▸ TASK INSTRUCTIONS
Please transcribe exactly, and only, the lines of the data below between the line holding "Tag the dry" and the line holding "<point>71,215</point>", inclusive.

▸ DATASET EXTRACT
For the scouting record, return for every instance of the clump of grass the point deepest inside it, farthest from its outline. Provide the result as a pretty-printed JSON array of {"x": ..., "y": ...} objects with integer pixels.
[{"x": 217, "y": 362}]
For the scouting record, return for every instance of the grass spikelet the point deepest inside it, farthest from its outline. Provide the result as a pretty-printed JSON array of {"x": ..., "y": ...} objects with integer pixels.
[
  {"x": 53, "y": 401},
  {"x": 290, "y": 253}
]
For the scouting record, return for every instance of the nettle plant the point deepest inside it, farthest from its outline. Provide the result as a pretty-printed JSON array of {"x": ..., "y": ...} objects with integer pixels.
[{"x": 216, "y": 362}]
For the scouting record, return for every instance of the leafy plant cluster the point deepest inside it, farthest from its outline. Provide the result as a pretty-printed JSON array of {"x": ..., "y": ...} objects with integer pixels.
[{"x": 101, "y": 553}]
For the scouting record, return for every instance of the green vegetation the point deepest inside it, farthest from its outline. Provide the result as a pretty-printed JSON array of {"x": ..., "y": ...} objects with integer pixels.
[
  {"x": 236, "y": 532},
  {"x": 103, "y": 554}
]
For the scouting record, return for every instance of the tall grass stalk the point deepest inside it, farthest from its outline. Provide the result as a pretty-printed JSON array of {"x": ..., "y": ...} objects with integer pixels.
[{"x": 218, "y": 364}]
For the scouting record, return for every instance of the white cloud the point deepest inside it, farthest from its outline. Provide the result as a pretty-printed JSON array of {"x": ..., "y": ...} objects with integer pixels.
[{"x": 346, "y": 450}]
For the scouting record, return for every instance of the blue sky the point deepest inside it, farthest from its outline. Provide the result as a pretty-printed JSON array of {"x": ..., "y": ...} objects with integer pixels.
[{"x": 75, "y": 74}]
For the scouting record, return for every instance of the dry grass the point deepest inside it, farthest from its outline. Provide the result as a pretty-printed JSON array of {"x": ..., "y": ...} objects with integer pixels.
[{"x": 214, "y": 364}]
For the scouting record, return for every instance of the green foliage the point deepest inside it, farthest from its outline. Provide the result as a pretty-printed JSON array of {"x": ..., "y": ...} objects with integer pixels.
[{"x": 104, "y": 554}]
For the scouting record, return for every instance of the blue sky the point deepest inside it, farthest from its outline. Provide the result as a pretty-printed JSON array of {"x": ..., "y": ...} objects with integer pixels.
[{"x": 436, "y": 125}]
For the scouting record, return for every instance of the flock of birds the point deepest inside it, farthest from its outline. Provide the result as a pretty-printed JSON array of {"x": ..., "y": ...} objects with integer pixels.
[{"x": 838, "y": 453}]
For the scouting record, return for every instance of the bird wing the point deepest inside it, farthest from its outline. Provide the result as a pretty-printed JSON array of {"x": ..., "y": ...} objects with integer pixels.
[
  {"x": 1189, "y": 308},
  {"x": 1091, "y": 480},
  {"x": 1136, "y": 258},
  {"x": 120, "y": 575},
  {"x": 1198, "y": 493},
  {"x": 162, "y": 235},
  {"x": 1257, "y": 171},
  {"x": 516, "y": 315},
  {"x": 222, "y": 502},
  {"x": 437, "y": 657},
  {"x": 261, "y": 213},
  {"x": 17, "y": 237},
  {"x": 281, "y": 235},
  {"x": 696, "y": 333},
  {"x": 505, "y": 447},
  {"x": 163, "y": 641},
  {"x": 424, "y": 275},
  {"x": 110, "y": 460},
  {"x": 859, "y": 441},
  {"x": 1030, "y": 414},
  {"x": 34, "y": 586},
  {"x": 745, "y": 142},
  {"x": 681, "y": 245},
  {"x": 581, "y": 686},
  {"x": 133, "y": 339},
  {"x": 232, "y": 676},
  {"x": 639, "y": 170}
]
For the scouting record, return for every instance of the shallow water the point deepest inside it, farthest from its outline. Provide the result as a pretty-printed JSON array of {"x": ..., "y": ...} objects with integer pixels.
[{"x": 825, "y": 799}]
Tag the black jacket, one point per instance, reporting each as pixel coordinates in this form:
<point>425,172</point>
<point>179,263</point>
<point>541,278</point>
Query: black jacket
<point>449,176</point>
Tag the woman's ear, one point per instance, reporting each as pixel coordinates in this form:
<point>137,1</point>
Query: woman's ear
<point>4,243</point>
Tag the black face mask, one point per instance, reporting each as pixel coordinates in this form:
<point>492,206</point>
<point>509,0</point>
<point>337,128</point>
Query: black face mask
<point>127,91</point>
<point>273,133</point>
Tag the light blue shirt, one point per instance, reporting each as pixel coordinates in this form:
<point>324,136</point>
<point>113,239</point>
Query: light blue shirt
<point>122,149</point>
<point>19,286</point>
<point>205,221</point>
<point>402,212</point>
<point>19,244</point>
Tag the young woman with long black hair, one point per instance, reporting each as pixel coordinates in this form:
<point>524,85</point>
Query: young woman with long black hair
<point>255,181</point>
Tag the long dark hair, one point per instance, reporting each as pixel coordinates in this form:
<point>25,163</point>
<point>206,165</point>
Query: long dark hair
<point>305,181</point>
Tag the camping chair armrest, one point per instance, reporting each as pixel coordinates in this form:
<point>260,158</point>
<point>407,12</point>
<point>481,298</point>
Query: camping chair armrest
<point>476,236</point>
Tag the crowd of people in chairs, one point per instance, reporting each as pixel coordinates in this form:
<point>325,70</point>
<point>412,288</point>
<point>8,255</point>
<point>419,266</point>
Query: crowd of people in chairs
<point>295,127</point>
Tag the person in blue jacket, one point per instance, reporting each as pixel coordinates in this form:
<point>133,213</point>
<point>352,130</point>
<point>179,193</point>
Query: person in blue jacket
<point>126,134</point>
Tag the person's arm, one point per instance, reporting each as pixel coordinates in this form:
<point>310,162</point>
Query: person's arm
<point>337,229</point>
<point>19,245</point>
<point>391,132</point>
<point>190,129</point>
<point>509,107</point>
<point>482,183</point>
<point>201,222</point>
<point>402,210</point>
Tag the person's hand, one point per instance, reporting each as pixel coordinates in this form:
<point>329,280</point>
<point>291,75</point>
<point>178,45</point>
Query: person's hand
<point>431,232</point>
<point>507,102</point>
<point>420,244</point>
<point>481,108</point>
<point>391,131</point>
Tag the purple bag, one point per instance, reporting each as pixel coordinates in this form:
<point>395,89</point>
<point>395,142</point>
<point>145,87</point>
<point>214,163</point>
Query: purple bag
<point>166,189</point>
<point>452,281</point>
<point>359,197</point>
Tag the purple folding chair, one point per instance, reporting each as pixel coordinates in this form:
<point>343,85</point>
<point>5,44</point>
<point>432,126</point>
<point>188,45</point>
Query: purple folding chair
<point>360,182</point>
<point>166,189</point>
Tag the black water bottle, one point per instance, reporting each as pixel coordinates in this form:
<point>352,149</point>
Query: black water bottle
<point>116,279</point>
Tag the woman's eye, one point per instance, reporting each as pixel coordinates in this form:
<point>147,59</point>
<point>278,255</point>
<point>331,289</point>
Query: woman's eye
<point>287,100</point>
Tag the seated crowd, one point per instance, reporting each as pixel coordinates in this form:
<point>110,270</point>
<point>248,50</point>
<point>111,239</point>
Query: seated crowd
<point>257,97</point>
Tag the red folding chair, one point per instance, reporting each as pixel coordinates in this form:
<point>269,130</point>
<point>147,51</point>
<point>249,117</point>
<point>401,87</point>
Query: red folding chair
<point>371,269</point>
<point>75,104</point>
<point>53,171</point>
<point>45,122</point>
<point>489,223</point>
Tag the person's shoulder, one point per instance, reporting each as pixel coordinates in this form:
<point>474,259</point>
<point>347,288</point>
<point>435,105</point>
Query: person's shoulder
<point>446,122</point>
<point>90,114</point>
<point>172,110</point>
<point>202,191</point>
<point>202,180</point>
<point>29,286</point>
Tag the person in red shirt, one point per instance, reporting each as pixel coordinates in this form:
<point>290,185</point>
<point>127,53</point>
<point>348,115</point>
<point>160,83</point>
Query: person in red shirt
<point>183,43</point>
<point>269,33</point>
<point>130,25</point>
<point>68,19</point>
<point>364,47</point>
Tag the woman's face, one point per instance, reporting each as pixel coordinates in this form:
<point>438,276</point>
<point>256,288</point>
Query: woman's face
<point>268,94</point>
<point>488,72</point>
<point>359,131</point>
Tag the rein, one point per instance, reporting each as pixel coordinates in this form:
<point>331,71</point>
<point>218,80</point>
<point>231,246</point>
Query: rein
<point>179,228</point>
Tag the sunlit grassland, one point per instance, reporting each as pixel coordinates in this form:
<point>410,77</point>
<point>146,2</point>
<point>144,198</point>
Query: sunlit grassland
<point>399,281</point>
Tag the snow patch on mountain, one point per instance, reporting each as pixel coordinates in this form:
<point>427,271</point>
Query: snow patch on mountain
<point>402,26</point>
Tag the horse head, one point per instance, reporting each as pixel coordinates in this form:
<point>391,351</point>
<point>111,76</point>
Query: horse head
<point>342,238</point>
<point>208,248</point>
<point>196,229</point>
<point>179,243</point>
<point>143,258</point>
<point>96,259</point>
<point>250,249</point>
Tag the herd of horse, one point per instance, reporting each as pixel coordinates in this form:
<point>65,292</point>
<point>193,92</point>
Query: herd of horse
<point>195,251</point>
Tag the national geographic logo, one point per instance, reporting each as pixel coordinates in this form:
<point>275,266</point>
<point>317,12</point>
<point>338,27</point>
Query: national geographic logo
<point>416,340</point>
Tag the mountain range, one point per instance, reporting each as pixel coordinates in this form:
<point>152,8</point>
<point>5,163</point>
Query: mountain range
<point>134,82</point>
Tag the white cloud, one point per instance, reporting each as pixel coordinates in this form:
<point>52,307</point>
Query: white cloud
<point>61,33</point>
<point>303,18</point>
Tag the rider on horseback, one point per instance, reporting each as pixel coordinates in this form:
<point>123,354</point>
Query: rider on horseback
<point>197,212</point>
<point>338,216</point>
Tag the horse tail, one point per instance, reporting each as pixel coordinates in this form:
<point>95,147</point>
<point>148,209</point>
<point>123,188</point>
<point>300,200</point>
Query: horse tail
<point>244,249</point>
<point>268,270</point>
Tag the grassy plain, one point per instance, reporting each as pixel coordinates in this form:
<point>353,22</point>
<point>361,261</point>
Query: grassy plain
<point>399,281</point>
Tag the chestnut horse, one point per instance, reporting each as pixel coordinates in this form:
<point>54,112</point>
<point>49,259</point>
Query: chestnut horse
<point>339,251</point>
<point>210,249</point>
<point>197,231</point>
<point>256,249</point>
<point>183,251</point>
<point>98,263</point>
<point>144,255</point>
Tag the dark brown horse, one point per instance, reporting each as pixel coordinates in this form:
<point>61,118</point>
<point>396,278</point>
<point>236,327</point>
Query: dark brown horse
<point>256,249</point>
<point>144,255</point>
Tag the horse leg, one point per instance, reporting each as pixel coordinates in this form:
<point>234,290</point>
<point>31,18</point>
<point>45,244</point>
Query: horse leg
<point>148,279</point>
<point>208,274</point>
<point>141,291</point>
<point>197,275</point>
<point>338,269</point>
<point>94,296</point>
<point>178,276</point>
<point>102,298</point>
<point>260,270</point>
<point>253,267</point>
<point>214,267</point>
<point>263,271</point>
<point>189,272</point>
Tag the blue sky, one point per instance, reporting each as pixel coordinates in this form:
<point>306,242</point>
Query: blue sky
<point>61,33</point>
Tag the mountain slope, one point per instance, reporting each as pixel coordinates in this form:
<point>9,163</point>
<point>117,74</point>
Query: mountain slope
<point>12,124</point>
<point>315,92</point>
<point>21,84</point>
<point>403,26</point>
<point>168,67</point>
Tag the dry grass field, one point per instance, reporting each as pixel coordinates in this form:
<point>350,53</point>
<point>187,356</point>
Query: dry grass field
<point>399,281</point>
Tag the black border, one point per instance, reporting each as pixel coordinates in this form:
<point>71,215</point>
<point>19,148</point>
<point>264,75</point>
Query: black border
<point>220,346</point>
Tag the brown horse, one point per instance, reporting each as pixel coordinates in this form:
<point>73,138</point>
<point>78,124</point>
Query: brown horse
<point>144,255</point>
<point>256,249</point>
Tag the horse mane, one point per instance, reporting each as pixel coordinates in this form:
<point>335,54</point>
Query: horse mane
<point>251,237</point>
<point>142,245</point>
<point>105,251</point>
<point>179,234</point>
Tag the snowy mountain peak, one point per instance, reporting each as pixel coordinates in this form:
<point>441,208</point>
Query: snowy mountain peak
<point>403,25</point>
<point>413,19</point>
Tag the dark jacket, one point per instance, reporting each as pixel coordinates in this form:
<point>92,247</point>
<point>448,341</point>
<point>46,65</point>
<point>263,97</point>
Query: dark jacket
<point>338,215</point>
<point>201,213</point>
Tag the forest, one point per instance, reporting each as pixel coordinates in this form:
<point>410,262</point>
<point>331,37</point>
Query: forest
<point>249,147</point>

▸ RESPONSE
Tag the dry grass field, one point per instance, reporting each as pixel coordinates in this form:
<point>350,53</point>
<point>187,356</point>
Query: dry grass field
<point>399,281</point>
Tag the black border, one point per instance, reporting each as pixel coordinates in this form:
<point>71,215</point>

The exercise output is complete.